• Selected passage
>>>>>

Blindspot finale recap: The team races to stop Madeline's Helios attack

Blindspot recap: Season 4 finale, episodes 21 and 22

I’ll be the first to admit that while I’ve enjoyed much of the fourth season of Blindspot, I was pretty consistently underwhelmed by the Madeline Burke story line. Mary Elizabeth Mastrantonio makes a great villain, but I was never all that invested in Madeline’s vague plans for… well, I don’t know what for, and that’s the point. Madeline’s motivations always felt elusive, and while that might make sense for a villain, a little clarity when it came to her evil vision could have gone a long way. That said, the two-part season 4 finale is a real barnburner, and immediately re-establishes Madeline as a villainous force I’m eager to see again.

<<<<<

• Provided records
>>>>>

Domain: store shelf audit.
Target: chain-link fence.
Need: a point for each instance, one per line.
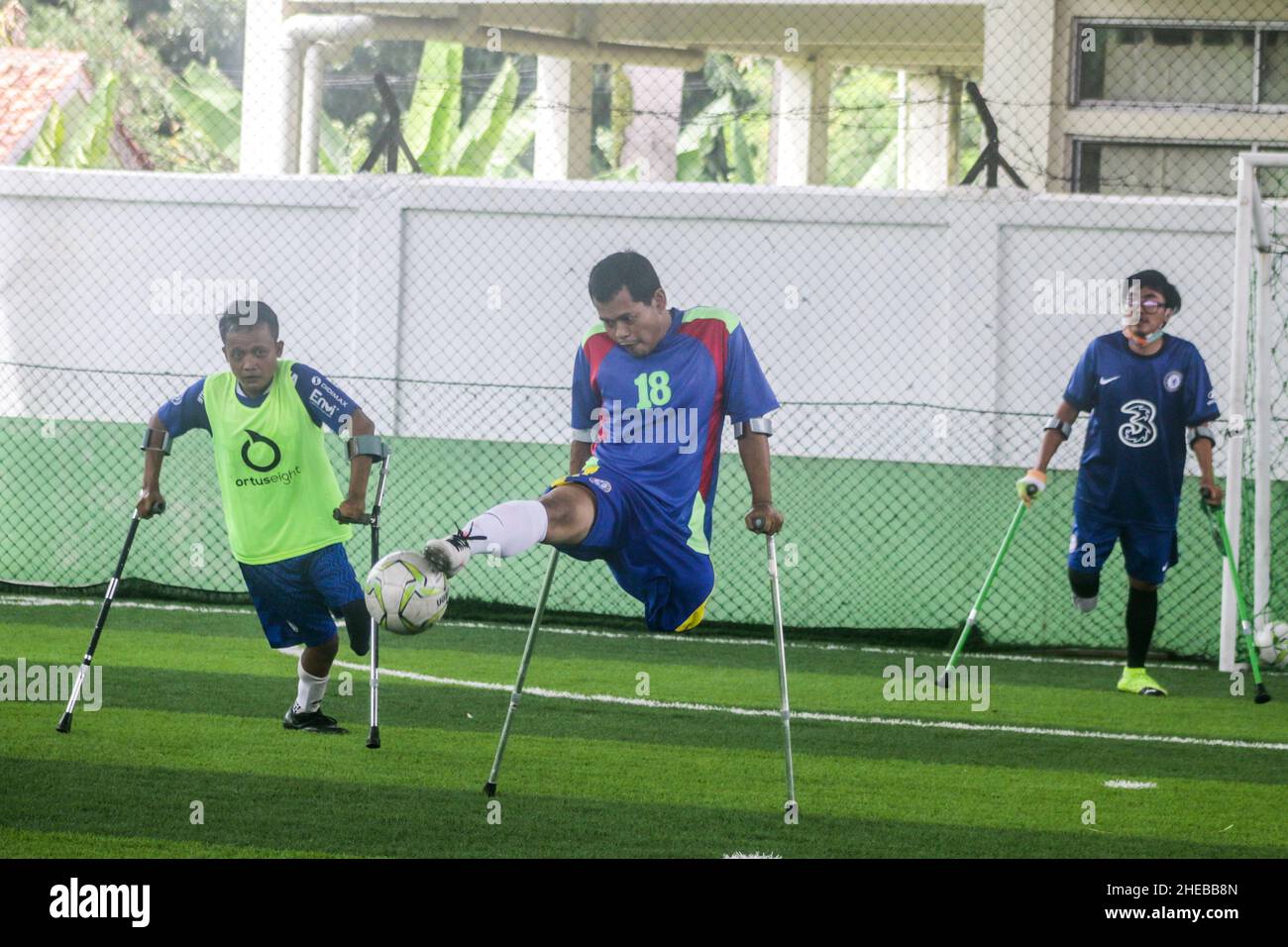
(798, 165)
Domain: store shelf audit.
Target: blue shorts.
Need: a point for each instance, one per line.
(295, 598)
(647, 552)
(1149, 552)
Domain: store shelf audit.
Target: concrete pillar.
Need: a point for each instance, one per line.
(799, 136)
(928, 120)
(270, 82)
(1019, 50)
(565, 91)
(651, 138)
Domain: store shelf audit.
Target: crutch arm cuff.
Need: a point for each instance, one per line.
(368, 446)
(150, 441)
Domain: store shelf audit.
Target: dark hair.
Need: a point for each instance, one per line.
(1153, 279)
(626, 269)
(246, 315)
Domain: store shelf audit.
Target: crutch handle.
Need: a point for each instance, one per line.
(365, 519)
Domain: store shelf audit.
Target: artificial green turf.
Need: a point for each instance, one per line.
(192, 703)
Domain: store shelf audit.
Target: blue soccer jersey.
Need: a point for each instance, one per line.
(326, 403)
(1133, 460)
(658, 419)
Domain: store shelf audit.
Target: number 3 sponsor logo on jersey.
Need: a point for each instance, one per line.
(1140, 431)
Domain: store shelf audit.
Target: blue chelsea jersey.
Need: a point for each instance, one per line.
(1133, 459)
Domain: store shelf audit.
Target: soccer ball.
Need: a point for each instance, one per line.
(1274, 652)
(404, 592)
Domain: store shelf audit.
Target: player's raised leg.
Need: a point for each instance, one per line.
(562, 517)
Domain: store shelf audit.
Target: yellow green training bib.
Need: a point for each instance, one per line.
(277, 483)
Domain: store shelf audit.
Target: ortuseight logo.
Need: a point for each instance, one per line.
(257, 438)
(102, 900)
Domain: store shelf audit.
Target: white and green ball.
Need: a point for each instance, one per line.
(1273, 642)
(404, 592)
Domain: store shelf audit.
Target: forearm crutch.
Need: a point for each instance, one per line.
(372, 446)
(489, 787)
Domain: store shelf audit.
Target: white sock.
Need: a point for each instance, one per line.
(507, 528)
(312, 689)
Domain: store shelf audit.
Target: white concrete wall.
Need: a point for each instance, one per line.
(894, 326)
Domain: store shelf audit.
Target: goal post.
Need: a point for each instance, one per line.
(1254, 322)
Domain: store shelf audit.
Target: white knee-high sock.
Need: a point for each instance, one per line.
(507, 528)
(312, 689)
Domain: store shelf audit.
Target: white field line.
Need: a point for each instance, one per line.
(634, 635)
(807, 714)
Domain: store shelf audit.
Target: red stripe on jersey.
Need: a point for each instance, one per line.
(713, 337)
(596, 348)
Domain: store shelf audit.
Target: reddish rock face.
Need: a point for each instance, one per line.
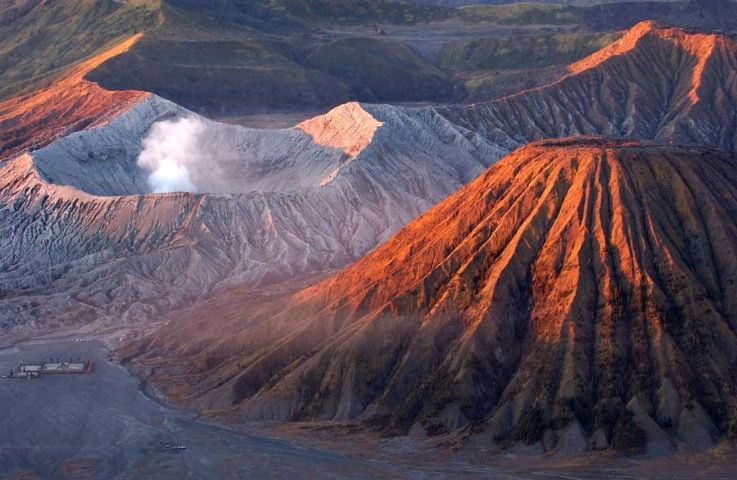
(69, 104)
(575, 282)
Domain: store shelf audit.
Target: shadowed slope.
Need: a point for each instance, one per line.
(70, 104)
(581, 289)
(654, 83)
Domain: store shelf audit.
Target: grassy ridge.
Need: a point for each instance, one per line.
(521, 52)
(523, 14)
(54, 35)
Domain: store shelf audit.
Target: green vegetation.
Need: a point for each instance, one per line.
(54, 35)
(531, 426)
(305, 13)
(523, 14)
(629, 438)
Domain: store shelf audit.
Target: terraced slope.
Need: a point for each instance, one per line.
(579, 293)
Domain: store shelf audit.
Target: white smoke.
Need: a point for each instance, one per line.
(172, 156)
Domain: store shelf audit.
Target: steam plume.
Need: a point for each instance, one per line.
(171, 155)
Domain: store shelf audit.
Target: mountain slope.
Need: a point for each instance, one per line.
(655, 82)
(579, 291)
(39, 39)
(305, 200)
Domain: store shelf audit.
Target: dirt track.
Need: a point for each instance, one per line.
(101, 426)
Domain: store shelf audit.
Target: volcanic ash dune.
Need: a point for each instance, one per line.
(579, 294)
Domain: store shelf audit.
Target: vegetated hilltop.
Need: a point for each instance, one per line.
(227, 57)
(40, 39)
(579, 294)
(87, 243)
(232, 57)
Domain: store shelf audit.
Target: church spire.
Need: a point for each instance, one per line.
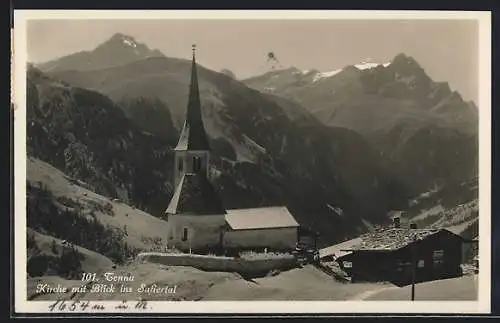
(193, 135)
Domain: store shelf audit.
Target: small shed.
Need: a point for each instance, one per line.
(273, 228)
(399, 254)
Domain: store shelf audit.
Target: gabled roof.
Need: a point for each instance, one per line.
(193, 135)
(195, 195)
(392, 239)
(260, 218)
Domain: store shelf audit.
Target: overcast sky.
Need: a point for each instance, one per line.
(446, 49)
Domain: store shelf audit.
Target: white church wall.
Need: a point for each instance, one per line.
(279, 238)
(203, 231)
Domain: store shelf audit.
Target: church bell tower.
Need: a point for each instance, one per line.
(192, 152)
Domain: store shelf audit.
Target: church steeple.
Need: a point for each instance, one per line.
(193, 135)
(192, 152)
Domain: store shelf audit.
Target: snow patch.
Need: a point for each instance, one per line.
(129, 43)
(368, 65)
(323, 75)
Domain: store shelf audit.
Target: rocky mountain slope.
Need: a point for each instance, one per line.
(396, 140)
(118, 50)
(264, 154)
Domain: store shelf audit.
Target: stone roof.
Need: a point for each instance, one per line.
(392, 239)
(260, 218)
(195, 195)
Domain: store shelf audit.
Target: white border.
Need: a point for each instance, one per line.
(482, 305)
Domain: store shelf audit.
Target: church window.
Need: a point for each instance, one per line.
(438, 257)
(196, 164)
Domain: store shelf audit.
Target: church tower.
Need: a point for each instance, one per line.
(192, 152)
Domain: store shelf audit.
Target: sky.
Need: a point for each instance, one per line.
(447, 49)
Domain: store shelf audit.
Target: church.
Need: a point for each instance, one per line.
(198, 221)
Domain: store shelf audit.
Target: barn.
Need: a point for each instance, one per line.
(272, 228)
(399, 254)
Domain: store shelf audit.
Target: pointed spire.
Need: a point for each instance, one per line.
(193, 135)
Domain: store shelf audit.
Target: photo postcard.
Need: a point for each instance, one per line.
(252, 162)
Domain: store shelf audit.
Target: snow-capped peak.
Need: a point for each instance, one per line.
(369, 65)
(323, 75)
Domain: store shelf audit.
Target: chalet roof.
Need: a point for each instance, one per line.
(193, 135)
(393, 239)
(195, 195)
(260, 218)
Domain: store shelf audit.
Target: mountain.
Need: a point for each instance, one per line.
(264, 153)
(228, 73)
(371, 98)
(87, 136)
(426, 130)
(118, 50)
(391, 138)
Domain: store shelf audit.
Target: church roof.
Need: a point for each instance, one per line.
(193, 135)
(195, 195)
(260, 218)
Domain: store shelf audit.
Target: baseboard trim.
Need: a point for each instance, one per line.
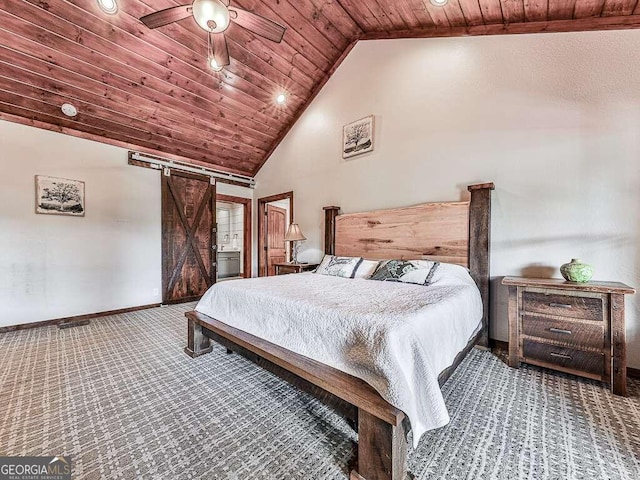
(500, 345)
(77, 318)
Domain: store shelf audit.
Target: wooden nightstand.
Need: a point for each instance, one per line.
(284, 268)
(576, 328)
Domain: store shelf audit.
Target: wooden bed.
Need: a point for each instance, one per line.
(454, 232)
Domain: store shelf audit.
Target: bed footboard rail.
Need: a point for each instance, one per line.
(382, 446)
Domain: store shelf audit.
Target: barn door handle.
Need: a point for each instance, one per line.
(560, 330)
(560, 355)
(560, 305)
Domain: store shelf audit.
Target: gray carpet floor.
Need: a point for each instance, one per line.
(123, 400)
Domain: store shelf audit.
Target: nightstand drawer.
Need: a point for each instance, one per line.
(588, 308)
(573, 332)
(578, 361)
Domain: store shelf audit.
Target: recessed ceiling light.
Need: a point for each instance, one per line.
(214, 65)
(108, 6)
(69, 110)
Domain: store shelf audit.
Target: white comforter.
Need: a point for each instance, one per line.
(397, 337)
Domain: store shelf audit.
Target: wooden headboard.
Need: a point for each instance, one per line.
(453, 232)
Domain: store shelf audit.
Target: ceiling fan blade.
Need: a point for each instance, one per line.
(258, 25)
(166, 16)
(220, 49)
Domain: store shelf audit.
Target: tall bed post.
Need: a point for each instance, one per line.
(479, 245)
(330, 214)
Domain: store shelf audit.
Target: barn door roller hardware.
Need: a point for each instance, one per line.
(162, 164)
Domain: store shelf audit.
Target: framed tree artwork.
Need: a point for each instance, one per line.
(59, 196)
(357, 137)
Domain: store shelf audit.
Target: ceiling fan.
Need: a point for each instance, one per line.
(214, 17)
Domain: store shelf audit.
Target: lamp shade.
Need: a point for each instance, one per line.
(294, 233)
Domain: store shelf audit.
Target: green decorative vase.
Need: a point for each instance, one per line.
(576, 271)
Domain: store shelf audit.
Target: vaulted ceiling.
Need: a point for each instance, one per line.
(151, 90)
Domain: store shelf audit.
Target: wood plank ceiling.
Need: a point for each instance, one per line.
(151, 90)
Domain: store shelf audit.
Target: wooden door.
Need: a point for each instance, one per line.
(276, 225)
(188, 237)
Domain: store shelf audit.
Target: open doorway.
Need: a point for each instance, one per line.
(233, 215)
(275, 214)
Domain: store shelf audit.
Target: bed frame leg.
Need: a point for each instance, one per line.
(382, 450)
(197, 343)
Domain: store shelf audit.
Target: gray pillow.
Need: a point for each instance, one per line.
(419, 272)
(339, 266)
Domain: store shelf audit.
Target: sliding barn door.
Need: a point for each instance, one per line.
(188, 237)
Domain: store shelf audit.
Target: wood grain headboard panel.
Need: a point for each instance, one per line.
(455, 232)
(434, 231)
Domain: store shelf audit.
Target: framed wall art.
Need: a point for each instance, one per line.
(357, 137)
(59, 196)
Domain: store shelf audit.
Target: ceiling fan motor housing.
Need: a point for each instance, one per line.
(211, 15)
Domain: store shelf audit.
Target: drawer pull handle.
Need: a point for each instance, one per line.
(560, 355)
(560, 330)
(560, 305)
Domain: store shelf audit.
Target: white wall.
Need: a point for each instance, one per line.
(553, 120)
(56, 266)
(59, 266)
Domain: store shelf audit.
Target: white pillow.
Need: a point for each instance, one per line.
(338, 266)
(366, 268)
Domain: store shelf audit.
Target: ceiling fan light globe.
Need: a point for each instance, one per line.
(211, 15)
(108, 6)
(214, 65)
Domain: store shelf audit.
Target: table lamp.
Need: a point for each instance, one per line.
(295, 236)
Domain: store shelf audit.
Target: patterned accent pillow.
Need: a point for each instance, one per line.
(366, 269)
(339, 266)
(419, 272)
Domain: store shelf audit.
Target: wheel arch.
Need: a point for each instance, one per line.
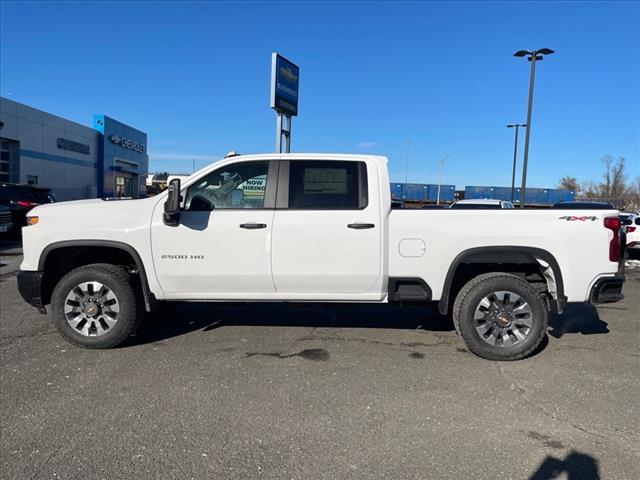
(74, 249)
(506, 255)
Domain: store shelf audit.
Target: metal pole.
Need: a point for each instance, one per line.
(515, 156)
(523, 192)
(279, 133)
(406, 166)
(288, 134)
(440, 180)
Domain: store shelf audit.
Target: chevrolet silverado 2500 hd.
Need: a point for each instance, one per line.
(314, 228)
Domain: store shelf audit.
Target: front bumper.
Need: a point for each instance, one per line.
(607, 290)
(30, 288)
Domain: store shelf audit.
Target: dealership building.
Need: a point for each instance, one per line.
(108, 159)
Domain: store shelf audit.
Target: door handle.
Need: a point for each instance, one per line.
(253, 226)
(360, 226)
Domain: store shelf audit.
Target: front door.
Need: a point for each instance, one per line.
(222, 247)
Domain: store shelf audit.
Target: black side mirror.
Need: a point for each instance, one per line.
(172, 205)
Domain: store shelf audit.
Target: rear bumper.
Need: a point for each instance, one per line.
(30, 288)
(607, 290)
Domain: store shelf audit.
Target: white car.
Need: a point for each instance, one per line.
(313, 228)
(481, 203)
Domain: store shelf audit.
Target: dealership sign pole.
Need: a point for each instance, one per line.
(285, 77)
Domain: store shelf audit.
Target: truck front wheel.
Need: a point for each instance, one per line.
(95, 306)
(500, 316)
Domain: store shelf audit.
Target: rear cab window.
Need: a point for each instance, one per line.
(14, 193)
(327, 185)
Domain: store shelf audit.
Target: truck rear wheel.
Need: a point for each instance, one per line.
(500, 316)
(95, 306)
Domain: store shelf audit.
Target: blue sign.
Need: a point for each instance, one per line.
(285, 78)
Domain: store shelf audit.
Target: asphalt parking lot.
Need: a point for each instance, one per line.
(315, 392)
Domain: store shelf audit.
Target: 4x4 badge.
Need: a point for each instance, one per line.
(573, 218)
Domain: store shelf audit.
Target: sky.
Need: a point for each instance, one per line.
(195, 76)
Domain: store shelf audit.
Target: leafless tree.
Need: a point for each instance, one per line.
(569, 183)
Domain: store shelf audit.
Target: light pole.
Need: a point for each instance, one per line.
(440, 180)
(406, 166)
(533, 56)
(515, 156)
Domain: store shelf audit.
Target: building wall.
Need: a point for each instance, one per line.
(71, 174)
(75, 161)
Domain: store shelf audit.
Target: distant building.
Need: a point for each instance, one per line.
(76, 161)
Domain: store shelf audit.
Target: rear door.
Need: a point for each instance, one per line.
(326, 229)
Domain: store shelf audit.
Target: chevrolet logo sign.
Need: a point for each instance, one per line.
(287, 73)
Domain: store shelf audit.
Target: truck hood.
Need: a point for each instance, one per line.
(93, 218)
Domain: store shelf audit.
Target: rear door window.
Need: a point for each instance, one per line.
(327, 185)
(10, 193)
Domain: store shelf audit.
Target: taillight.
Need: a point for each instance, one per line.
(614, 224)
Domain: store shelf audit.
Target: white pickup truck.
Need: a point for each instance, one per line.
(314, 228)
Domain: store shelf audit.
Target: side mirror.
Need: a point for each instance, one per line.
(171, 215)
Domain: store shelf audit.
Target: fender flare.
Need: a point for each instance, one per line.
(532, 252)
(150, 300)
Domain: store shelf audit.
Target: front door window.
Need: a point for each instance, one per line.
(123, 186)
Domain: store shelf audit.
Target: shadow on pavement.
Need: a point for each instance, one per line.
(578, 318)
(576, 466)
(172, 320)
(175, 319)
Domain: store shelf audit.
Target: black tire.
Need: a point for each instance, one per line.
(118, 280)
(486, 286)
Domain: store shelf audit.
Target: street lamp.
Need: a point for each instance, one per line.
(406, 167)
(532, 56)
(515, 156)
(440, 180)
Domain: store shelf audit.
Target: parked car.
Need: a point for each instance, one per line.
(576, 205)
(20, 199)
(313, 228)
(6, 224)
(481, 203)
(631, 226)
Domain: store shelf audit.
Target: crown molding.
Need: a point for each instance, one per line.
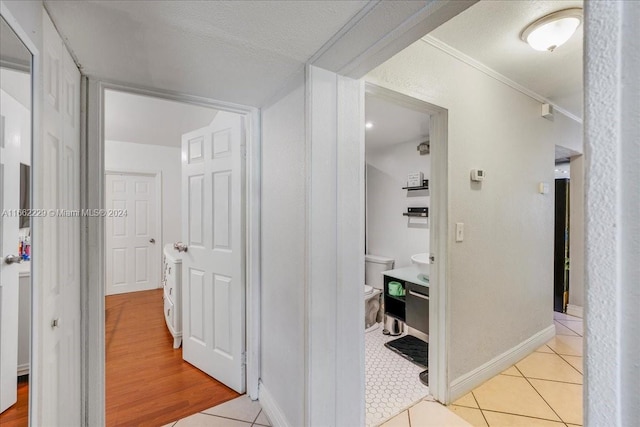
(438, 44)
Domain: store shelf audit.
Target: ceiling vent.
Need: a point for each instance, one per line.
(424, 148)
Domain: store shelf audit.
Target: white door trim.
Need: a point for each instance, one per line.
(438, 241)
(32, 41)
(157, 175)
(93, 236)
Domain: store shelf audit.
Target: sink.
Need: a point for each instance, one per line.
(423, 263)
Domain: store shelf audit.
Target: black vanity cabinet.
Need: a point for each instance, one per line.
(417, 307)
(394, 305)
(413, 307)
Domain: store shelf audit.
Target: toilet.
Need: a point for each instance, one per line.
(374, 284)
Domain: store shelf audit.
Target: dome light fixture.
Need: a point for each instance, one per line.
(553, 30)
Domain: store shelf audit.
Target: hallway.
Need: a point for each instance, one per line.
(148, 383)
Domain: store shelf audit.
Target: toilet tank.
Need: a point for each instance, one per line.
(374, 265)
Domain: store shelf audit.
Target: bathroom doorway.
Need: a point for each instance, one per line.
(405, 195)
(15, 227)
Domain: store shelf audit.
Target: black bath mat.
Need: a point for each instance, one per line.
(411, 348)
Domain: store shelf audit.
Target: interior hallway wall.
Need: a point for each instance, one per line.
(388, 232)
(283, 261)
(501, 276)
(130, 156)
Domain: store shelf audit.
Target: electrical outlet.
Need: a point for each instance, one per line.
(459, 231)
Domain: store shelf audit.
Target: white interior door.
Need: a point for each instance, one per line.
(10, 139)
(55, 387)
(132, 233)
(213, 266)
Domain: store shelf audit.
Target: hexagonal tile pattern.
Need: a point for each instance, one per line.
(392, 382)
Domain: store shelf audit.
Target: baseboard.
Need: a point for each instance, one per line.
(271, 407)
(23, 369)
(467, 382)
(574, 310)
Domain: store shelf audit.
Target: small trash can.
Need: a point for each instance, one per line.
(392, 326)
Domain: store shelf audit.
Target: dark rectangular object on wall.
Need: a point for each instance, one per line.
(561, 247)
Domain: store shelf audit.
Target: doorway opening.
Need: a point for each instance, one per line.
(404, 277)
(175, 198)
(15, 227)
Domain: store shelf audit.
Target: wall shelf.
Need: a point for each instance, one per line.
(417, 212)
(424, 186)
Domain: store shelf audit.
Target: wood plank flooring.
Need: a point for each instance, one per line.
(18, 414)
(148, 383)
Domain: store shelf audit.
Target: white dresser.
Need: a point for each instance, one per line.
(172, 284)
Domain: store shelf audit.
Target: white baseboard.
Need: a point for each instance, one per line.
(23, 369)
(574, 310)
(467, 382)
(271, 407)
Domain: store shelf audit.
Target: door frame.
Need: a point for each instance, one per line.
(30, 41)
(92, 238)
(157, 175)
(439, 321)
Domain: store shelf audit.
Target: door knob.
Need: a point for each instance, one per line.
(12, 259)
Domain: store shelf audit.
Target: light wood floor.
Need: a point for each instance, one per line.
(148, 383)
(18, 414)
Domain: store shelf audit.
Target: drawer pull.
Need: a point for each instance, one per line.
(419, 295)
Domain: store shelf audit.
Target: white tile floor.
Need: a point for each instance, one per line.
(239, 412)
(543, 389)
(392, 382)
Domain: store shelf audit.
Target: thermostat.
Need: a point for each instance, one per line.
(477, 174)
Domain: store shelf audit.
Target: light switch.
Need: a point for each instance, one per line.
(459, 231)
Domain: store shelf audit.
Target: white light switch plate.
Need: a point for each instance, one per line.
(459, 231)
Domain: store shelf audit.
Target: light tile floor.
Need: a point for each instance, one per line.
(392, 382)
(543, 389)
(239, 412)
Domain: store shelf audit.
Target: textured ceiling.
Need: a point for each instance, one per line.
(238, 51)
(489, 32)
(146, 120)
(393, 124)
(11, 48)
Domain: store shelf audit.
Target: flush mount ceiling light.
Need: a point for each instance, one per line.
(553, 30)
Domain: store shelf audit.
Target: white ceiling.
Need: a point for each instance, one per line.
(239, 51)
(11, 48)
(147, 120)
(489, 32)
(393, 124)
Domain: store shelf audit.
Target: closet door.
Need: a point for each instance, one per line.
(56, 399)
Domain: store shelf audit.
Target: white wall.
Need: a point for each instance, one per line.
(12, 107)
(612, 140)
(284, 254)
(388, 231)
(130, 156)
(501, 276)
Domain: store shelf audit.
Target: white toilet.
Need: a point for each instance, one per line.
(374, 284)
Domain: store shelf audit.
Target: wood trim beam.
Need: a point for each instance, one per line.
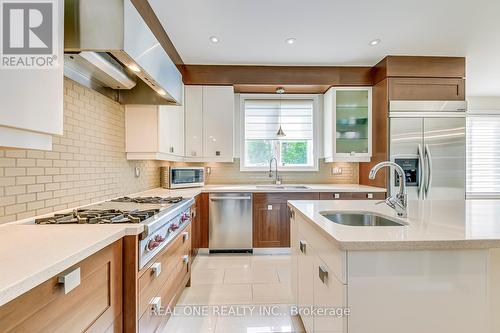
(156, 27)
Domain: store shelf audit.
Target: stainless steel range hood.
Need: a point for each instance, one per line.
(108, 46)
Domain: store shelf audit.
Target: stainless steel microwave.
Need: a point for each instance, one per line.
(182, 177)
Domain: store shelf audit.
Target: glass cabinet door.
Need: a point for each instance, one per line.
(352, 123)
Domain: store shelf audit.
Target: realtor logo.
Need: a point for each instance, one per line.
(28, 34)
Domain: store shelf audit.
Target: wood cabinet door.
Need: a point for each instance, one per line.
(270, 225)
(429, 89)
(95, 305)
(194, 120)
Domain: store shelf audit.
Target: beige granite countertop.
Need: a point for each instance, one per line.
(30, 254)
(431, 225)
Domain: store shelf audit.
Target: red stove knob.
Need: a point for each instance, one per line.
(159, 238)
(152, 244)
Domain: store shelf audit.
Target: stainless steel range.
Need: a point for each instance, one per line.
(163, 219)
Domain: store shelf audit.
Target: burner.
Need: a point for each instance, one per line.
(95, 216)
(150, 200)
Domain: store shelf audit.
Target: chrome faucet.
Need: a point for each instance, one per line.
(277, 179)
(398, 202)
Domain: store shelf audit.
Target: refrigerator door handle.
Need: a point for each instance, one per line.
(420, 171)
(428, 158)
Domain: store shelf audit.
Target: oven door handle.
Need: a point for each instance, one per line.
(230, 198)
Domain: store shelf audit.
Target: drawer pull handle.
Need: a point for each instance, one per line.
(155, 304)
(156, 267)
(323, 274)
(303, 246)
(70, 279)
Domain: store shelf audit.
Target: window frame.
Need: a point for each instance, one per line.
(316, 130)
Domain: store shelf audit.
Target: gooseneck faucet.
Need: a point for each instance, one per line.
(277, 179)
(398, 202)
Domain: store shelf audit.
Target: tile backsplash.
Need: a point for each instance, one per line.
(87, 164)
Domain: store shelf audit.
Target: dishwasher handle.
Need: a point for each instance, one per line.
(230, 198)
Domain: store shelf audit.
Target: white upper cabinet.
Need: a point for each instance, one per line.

<<<<<

• Set tasks
A) In the Blindspot recap, why was the writer underwhelmed by the Madeline Burke story line? Answer in one to three sentences.
B) Render the rows as a numbered list, covering everything from the start of the rows down to the line that contains "(1133, 459)". Leave the pictures out.

• Task-by-task results
A) The writer was never invested in Madeline's vague plans, and her motivations always felt elusive. A little clarity about her evil vision could have gone a long way.

B)
1. Domain: store shelf audit.
2. Target: chain-link fence.
3. Need: a point for each instance, one per line.
4. (798, 165)
5. Domain: store shelf audit.
6. Target: blue shorts.
7. Need: a point for each instance, one per line.
8. (295, 598)
9. (647, 552)
10. (1149, 552)
11. Domain: store shelf audit.
12. Target: concrete pillar.
13. Need: a point for each instance, one per line.
14. (799, 136)
15. (928, 120)
16. (270, 82)
17. (1019, 50)
18. (565, 91)
19. (651, 138)
20. Domain: store shelf audit.
21. Target: crutch arm cuff.
22. Need: a point for each instance, one per line.
23. (368, 446)
24. (150, 441)
25. Domain: store shelf audit.
26. Target: dark hair.
27. Need: a point for each instance, one per line.
28. (1153, 279)
29. (626, 269)
30. (246, 315)
31. Domain: store shelf audit.
32. Target: crutch handle.
33. Need: a point for each instance, one per line.
34. (365, 519)
35. Domain: store shelf audit.
36. Target: artificial green turf.
37. Need: a point for each instance, one per line.
38. (192, 703)
39. Domain: store shelf audit.
40. Target: blue soccer jersey.
41. Need: a point for each instance, one per line.
42. (326, 403)
43. (1133, 460)
44. (658, 419)
45. Domain: store shelf audit.
46. Target: number 3 sponsor logo on jersey.
47. Need: a point for each instance, one per line.
48. (1140, 431)
49. Domain: store shelf audit.
50. Target: blue chelsea jersey.
51. Need: a point for each instance, one per line.
52. (1133, 459)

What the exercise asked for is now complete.